== DOCUMENT PASSAGE ==
** Begin **

During the course of the trial, large quantities of the grey goods unprocessed, from the first shipment, and also from five bales of the third shipment which were inadvertently omitted when the rest of that shipment was put in process, as well as large quantities of finished goods from the second and fourth shipments were examined by both plaintiff's and defendants' witnesses. Elaborate tabulations were made by defendants' expert witnesses of the various defects found in these goods showing the average number of specific defects to each piece examined, misweaves ranging as high as 45 in 129 pieces, thick fillings as high as 30, thick and thin places as high as 22, knotted fillings as high as 6, holes as high as 3. In another lot of grey goods "scratch ups" ranged from 7 to 1 per piece. These will suffice as illustrations, and it was admitted by Mr. Verdery, the plaintiff's president, and testified by Mr. Summerfield Baldwin, Jr., one of plaintiff's witnesses, that none of the four shipments thus examined complied with the contract.

Upon this state of facts two questions arise:

(1) Did the failure of the plaintiff to deliver "Firsts" as required by the contract give the defendants the right to rescind the entire contract; and,

(2) If such right of rescission resulted from the plaintiff's breach of contract in the delivery of the four instalments actually made, was the right of rescission lost by reason of the use made of the goods by the defendants in the second, third and fourth shipments, or by any other act on their part?

The first of these questions must be regarded as settled in this State. The sale in this case was of a certain described article, "Plain Sheetings — Soft-twisted yarns;" an article known in the trade as "Firsts;" a different article from that known in the trade as "Seconds," and known by the vendor to be designed for a use to which "Seconds" cannot be put.

** End **

== EXERCISE GOAL ==
Which defects does the passage on the sheeting contract dispute report with an "as high as" figure, and what is the figure for each?

== STORED ROWS ==
** Begin **

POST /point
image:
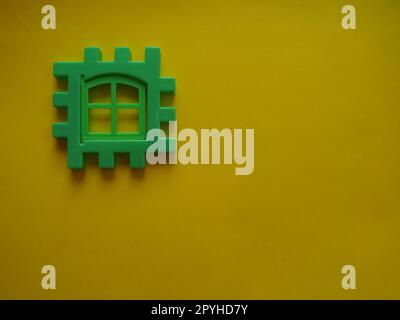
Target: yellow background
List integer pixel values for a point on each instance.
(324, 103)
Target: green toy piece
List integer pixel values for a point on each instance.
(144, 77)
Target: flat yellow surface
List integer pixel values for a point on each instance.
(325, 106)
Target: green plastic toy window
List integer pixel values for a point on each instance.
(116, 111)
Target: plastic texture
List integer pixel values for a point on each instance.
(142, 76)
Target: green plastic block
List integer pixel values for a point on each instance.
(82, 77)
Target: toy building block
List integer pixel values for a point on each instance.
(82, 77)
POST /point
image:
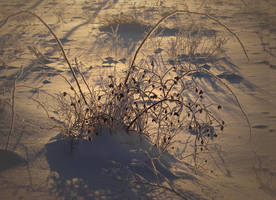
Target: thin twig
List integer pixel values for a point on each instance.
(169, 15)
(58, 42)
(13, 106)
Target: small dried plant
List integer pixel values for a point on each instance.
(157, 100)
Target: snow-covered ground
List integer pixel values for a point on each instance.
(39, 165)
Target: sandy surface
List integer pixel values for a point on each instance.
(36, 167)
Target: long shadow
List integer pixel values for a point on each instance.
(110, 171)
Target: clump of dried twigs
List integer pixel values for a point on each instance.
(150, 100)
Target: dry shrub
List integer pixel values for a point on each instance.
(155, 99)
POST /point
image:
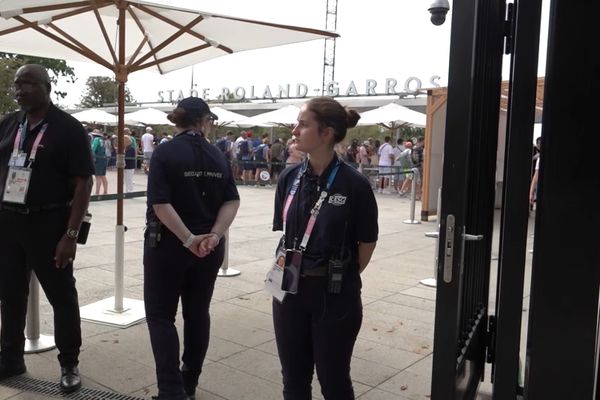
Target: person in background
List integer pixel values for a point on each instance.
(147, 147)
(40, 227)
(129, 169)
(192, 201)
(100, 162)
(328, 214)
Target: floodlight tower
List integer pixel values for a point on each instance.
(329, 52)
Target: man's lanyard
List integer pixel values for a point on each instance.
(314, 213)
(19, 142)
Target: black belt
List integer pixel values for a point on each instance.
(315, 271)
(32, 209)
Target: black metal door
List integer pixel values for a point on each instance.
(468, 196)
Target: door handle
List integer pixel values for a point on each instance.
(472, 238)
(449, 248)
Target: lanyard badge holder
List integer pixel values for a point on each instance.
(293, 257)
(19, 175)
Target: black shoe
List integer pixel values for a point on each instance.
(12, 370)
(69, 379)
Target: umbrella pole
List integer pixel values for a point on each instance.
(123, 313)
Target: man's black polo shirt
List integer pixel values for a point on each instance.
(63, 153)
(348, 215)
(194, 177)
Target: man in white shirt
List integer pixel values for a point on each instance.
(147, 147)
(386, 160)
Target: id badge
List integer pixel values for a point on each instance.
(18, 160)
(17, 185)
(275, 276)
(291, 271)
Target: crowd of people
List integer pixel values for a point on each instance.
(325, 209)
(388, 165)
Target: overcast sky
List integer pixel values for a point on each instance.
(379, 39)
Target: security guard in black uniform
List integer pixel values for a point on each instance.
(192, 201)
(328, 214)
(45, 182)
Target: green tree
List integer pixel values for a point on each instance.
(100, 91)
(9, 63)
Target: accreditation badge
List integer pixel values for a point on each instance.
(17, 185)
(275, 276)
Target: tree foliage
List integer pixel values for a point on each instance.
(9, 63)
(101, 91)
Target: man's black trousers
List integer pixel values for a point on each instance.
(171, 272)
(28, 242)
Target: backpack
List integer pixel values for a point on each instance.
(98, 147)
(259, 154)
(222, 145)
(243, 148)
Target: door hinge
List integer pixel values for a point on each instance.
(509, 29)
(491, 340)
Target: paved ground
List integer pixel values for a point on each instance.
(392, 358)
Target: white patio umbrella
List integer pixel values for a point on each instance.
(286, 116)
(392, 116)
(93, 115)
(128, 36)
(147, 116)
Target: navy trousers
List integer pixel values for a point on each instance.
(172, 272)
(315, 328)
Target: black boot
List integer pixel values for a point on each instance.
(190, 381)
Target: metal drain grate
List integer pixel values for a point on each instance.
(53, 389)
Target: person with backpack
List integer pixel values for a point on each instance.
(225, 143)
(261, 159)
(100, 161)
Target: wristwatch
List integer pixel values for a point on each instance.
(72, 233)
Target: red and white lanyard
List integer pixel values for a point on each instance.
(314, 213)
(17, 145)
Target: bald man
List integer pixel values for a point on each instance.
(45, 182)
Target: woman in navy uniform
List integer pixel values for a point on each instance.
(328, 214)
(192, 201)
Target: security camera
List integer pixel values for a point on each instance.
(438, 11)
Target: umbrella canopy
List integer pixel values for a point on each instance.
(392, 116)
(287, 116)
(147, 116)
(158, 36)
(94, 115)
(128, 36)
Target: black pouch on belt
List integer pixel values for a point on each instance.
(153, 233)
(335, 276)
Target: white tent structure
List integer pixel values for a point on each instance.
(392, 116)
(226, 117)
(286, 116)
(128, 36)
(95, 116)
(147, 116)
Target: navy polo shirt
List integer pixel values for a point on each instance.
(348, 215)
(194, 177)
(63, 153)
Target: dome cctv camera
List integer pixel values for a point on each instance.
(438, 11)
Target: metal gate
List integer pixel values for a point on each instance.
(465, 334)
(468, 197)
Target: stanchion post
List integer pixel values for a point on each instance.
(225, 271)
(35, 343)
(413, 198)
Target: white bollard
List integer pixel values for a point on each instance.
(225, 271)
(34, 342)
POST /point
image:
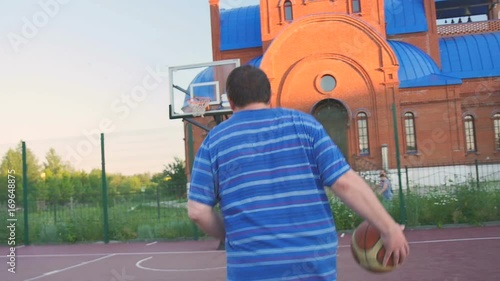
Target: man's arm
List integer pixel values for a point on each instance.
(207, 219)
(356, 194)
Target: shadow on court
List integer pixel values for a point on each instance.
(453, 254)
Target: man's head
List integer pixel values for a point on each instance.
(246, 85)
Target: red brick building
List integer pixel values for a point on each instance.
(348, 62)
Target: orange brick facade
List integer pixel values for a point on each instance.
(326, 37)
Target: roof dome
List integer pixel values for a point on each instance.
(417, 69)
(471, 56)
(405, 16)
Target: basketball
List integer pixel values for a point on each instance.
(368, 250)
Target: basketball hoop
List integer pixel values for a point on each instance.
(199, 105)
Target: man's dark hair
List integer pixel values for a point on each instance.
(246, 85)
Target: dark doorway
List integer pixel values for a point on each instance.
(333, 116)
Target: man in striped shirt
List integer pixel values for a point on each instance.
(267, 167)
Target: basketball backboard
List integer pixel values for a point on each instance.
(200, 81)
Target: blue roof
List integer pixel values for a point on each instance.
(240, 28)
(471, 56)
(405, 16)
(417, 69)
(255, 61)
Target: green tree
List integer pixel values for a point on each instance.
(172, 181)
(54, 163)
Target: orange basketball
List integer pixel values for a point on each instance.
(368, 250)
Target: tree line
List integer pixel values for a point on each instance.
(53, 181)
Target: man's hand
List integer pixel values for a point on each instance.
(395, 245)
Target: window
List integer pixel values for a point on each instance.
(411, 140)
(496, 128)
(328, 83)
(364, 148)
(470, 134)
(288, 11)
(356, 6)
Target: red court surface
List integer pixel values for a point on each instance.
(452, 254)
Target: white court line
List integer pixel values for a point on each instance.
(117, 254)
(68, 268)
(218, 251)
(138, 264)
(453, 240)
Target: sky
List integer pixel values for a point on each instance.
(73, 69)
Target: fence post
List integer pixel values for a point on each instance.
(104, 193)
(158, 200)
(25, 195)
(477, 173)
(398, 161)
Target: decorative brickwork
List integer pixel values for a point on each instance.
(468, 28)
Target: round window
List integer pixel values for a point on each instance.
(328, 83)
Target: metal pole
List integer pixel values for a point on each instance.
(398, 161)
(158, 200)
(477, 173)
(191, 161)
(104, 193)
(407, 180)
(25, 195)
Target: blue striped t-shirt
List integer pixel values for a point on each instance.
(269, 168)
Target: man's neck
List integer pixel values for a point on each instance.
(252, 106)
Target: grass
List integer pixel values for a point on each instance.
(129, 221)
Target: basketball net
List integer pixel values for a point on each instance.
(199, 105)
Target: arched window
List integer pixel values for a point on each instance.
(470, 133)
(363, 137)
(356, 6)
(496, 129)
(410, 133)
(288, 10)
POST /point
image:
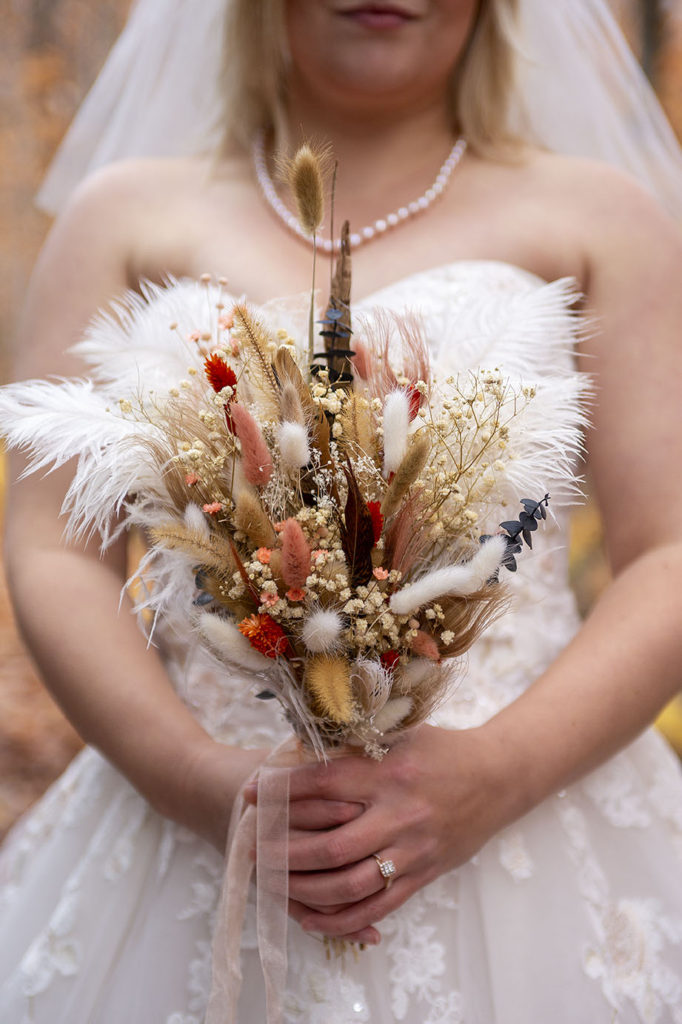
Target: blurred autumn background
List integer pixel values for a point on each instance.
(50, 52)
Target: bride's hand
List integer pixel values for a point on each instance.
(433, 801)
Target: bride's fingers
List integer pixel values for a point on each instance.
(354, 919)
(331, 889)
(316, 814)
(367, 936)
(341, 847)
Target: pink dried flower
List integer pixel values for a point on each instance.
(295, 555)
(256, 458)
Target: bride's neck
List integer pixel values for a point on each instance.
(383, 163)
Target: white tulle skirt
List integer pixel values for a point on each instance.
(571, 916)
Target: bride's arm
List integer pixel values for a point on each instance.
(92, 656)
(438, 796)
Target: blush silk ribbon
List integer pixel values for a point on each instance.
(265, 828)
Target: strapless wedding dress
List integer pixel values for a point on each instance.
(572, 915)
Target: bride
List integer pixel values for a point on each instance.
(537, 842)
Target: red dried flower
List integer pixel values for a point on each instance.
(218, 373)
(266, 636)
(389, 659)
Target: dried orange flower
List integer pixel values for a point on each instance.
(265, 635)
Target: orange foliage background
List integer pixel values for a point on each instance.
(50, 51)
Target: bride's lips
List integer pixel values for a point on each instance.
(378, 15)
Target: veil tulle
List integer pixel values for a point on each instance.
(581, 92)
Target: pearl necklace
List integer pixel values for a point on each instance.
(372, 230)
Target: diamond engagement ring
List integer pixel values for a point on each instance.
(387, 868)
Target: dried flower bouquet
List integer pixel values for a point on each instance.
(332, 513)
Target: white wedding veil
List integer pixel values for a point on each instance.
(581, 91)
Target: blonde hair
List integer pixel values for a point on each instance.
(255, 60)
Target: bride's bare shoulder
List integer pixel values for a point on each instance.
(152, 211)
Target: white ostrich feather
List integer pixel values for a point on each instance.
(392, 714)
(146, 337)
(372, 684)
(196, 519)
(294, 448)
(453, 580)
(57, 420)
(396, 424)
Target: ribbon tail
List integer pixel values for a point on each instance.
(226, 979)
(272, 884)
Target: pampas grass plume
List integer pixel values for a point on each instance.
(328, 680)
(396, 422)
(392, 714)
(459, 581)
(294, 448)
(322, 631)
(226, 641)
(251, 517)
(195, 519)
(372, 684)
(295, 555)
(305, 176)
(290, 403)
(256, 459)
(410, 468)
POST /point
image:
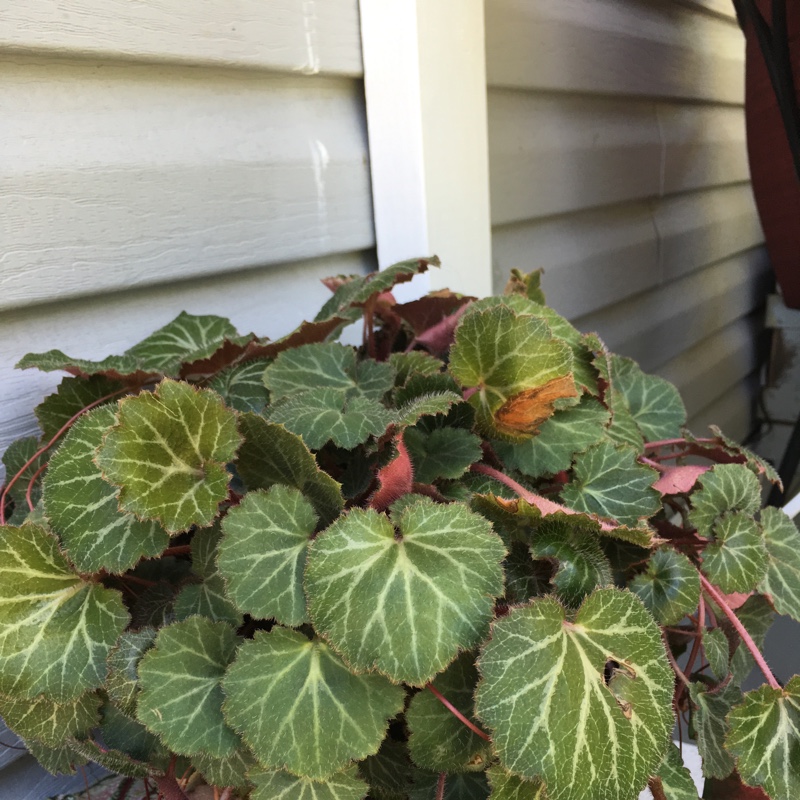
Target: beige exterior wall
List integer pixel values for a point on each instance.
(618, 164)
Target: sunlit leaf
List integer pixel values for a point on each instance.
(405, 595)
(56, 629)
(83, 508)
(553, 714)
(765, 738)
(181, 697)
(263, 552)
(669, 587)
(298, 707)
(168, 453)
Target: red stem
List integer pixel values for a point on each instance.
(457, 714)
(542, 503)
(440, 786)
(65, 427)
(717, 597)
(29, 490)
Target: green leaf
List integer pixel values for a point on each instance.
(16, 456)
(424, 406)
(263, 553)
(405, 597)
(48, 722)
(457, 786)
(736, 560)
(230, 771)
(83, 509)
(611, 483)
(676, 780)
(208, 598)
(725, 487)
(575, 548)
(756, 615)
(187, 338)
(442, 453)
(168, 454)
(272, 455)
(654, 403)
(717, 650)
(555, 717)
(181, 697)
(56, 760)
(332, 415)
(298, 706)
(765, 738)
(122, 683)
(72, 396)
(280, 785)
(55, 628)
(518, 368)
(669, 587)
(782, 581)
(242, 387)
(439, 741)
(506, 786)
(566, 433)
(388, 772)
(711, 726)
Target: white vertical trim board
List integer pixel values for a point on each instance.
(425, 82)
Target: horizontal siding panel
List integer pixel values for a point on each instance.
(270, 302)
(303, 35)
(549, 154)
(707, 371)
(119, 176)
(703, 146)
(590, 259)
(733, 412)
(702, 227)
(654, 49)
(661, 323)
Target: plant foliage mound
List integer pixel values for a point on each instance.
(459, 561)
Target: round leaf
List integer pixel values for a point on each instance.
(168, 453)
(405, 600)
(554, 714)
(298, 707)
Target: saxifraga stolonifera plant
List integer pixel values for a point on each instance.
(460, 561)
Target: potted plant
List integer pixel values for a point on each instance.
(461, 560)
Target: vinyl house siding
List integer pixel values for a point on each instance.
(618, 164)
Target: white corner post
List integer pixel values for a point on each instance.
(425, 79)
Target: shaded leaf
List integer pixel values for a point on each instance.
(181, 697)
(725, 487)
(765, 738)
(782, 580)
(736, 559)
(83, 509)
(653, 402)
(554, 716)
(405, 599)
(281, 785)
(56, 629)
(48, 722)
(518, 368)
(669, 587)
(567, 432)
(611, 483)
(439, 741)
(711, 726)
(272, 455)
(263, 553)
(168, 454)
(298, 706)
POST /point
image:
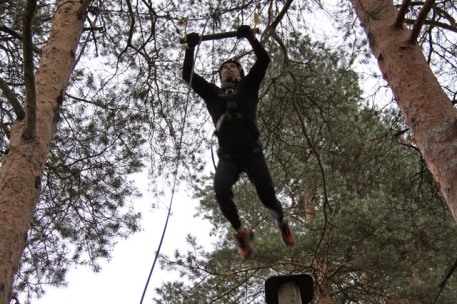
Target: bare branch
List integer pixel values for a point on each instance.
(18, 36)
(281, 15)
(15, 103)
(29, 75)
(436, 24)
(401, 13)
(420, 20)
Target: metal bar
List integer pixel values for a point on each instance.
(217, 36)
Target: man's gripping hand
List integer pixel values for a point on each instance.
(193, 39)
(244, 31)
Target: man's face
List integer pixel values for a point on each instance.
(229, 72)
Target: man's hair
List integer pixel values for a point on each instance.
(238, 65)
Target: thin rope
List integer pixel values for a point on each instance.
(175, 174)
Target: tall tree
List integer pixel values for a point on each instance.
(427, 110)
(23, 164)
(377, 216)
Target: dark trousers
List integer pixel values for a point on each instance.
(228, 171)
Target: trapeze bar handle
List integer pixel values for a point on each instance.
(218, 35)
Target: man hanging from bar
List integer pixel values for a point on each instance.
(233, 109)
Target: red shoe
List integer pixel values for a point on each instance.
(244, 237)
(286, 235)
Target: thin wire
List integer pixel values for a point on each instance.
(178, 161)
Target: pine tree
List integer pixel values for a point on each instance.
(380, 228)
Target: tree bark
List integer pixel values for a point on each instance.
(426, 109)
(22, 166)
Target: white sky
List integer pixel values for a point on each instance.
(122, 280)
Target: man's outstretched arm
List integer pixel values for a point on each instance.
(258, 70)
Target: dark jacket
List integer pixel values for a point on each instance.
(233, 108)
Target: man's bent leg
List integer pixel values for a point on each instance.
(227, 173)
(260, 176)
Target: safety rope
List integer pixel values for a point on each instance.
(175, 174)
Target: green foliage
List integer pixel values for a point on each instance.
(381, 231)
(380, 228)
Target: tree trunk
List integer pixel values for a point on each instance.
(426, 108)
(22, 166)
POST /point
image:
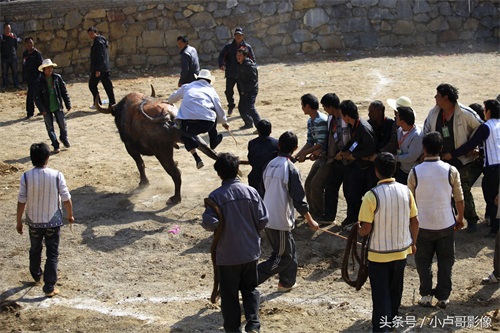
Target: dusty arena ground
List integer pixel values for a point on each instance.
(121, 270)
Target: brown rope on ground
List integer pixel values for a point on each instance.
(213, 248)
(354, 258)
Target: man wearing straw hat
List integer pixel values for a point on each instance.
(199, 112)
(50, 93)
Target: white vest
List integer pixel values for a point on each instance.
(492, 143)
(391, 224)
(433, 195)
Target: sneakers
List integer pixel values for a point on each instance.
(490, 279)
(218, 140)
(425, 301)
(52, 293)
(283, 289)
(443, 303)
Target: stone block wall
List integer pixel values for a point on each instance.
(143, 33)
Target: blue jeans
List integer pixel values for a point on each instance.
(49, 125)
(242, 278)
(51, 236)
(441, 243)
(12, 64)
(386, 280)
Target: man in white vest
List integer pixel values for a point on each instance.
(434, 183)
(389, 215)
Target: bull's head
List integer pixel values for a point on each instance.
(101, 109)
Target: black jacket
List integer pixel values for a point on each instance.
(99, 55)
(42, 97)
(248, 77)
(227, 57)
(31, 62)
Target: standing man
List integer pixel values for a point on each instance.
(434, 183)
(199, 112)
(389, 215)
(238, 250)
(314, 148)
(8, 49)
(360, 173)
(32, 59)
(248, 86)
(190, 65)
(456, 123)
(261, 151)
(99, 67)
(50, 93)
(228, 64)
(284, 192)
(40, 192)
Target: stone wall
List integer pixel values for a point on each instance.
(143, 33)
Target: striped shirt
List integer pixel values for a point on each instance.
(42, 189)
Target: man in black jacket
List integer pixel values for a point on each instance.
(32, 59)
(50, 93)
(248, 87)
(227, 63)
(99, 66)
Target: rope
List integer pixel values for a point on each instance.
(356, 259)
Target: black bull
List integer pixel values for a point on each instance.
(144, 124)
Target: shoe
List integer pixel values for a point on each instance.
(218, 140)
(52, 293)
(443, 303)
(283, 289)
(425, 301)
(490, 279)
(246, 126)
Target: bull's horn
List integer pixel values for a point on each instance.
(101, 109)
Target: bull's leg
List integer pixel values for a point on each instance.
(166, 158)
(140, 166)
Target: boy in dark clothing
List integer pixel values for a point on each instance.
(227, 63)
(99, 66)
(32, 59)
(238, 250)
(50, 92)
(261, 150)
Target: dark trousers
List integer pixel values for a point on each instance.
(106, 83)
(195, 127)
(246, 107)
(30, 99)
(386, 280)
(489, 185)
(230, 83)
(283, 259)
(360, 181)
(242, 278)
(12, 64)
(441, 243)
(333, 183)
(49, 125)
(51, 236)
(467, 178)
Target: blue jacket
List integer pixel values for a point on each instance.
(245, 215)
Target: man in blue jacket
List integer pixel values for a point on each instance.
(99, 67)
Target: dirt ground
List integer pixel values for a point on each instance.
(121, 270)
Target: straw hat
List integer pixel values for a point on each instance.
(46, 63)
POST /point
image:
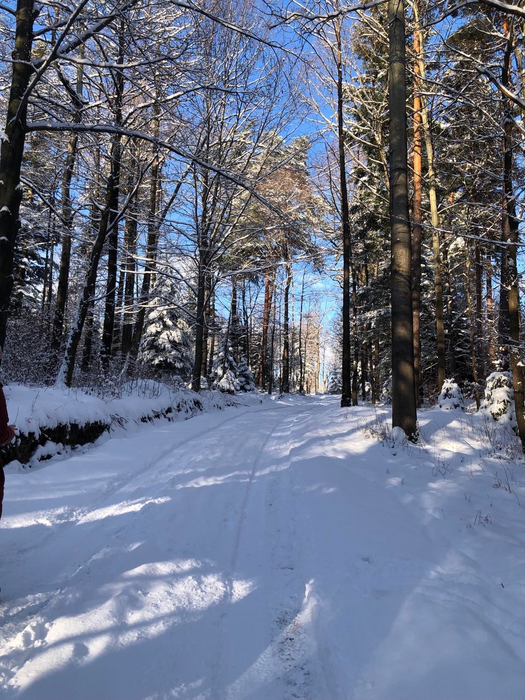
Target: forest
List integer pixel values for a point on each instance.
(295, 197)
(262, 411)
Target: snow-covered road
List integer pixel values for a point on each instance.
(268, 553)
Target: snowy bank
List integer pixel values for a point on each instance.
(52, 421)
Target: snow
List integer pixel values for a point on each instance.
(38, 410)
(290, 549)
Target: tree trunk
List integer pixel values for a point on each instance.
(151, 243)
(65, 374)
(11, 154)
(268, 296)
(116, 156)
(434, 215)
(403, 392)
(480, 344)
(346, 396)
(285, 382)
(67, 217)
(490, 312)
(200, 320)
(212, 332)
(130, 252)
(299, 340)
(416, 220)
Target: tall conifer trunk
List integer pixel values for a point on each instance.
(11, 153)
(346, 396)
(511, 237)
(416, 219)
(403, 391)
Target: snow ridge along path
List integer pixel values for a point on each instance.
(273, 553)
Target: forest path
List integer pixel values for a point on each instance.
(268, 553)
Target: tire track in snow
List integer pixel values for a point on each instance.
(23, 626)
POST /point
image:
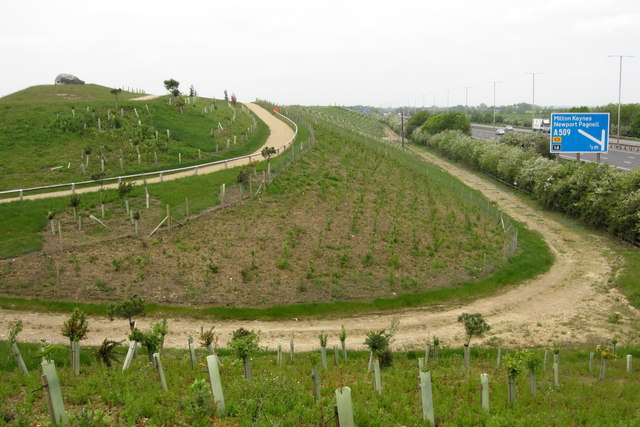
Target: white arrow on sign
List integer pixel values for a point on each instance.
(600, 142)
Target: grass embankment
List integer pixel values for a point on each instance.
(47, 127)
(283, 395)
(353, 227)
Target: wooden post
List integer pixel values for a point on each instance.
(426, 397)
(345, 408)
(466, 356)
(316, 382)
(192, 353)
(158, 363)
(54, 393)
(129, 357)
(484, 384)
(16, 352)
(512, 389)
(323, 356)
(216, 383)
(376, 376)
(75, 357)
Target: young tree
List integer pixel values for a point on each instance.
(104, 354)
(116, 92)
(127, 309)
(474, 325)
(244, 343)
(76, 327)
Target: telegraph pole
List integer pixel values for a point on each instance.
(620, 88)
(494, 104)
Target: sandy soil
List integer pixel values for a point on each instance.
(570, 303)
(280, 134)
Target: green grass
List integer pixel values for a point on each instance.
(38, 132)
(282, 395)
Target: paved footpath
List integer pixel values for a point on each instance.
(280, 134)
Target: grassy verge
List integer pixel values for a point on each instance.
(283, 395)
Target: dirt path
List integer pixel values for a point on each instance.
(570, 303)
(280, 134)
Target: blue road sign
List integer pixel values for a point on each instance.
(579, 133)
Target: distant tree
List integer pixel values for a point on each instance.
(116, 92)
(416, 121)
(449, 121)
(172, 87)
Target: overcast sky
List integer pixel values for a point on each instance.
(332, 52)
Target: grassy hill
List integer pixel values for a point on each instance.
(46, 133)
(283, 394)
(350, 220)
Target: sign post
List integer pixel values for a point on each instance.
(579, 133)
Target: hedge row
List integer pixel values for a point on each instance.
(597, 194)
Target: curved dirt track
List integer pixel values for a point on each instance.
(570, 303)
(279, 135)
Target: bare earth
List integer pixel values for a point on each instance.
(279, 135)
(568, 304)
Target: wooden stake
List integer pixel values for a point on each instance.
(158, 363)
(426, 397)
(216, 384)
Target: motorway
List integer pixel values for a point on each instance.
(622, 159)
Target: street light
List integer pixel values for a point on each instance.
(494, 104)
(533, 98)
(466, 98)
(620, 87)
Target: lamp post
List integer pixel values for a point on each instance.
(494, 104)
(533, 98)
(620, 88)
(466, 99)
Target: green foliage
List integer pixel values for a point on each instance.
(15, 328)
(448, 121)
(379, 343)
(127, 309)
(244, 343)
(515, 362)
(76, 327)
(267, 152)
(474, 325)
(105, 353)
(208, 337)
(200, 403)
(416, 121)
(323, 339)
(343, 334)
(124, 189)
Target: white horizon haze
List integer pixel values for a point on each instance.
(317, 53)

** End **

== RESULT OF THIS EXERCISE ==
- Misweaves: as high as 45 in 129 pieces
- Thick fillings: as high as 30
- Thick and thin places: as high as 22
- Knotted fillings: as high as 6
- Holes: as high as 3